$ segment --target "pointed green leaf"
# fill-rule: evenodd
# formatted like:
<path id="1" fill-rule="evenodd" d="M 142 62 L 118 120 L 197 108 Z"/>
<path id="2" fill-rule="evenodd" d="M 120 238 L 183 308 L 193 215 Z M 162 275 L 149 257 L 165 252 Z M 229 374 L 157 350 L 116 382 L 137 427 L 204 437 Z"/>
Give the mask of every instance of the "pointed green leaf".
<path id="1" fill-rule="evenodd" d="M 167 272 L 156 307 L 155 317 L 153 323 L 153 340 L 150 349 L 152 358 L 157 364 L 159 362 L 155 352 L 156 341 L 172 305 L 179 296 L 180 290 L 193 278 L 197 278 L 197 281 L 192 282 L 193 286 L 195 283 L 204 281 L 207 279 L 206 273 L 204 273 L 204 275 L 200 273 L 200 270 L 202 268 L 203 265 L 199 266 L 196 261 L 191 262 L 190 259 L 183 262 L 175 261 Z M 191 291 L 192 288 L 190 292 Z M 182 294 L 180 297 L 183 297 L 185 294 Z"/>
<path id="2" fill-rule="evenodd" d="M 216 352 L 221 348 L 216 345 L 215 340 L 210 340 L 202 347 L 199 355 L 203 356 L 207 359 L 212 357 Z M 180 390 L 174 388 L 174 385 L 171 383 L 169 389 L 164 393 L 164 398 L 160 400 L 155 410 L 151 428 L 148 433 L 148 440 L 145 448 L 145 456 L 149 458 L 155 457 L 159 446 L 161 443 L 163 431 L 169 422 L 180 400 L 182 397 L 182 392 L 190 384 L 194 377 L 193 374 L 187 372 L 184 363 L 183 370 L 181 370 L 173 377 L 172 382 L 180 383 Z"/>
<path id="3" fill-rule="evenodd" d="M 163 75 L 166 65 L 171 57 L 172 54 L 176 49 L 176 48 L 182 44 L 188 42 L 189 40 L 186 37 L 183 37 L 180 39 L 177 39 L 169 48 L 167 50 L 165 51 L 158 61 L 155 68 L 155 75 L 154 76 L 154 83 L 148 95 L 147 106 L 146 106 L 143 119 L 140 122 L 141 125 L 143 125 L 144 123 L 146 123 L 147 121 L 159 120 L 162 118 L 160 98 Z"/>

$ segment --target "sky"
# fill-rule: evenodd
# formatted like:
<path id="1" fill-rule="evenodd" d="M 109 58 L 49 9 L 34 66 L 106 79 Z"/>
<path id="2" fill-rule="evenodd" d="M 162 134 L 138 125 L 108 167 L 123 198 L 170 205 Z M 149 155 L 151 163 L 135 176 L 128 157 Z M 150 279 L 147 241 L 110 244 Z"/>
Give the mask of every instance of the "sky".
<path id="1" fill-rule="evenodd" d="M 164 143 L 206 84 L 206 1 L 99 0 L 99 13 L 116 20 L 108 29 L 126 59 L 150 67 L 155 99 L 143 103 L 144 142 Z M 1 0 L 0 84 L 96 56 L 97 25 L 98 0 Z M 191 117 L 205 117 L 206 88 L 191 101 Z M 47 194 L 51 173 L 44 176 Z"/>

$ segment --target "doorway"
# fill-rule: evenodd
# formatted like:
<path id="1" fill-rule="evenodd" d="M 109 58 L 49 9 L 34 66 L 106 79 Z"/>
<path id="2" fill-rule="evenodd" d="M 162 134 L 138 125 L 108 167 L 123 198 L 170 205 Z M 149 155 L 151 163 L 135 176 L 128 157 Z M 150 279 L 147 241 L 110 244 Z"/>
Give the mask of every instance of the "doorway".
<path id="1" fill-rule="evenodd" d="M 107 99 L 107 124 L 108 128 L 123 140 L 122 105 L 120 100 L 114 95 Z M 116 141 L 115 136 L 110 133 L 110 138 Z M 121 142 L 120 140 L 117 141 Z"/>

• • • •

= DIRECTIONS FOR THIS TASK =
Put the rows above into a two-column CSV with the header input,output and one line per row. Place each row's full text under input and its answer under output, with each field in double quotes and line breaks replaced by spaces.

= WRITTEN REPLY =
input,output
"$ segment --target ""pointed green leaf"" # fill-rule: evenodd # formatted like: <path id=""1"" fill-rule=""evenodd"" d=""M 142 62 L 118 120 L 197 108 Z""/> <path id=""2"" fill-rule=""evenodd"" d=""M 120 238 L 183 308 L 193 215 Z M 162 275 L 149 257 L 165 252 Z M 229 374 L 157 350 L 116 382 L 137 427 L 204 437 Z""/> Give the mask of every instance of the ""pointed green leaf"".","<path id=""1"" fill-rule=""evenodd"" d=""M 167 272 L 156 307 L 155 317 L 153 323 L 153 340 L 150 349 L 152 358 L 157 364 L 159 362 L 155 352 L 156 341 L 172 305 L 179 296 L 180 290 L 193 278 L 197 278 L 197 281 L 192 282 L 193 286 L 195 283 L 204 281 L 207 279 L 206 273 L 204 273 L 204 275 L 200 273 L 200 270 L 202 268 L 203 265 L 199 266 L 196 261 L 191 262 L 190 259 L 183 262 L 175 261 Z M 191 291 L 192 288 L 190 292 Z M 182 294 L 180 297 L 183 297 L 185 294 Z""/> <path id=""2"" fill-rule=""evenodd"" d=""M 216 352 L 221 348 L 216 345 L 215 340 L 210 340 L 202 347 L 199 355 L 203 356 L 207 359 L 212 357 Z M 180 390 L 174 388 L 174 385 L 171 383 L 169 389 L 164 393 L 164 398 L 160 400 L 155 410 L 151 428 L 148 433 L 148 440 L 145 448 L 145 456 L 149 458 L 155 457 L 159 446 L 161 443 L 163 431 L 169 422 L 180 400 L 182 397 L 182 392 L 190 384 L 194 377 L 193 374 L 187 372 L 184 363 L 183 370 L 181 370 L 173 377 L 172 382 L 180 383 Z""/> <path id=""3"" fill-rule=""evenodd"" d=""M 163 75 L 166 65 L 171 57 L 172 54 L 176 49 L 176 48 L 182 44 L 188 42 L 189 40 L 186 37 L 183 37 L 180 39 L 177 39 L 169 48 L 167 50 L 165 51 L 158 61 L 155 68 L 155 75 L 154 76 L 154 83 L 148 95 L 147 106 L 146 106 L 143 119 L 140 122 L 141 125 L 143 125 L 144 123 L 146 123 L 147 121 L 159 120 L 162 118 L 160 98 Z""/>"
"$ segment --target ""sky"" # fill-rule: evenodd # formatted like: <path id=""1"" fill-rule=""evenodd"" d=""M 109 58 L 49 9 L 34 66 L 106 79 Z""/> <path id=""2"" fill-rule=""evenodd"" d=""M 162 134 L 138 125 L 108 167 L 123 198 L 170 205 Z M 149 155 L 151 163 L 135 176 L 128 157 Z M 150 279 L 147 241 L 110 244 Z""/> Give the mask of every instance of the ""sky"".","<path id=""1"" fill-rule=""evenodd"" d=""M 164 143 L 206 84 L 206 1 L 99 0 L 99 13 L 116 20 L 108 29 L 126 59 L 150 67 L 155 99 L 143 103 L 144 142 Z M 1 0 L 0 84 L 96 56 L 97 25 L 98 0 Z M 191 117 L 205 117 L 206 88 L 191 101 Z M 47 194 L 51 173 L 44 176 Z""/>"
"$ segment --target ""doorway"" # fill-rule: evenodd # formatted like: <path id=""1"" fill-rule=""evenodd"" d=""M 109 58 L 49 9 L 34 66 L 106 79 Z""/> <path id=""2"" fill-rule=""evenodd"" d=""M 162 134 L 138 125 L 108 167 L 123 198 L 170 205 Z M 149 155 L 151 163 L 135 176 L 128 157 Z M 150 279 L 147 241 L 110 244 Z""/> Give the mask of every instance of the ""doorway"".","<path id=""1"" fill-rule=""evenodd"" d=""M 107 99 L 107 124 L 108 128 L 123 140 L 122 105 L 120 100 L 114 95 Z M 116 141 L 115 136 L 110 133 L 110 138 Z M 121 142 L 120 140 L 117 141 Z""/>"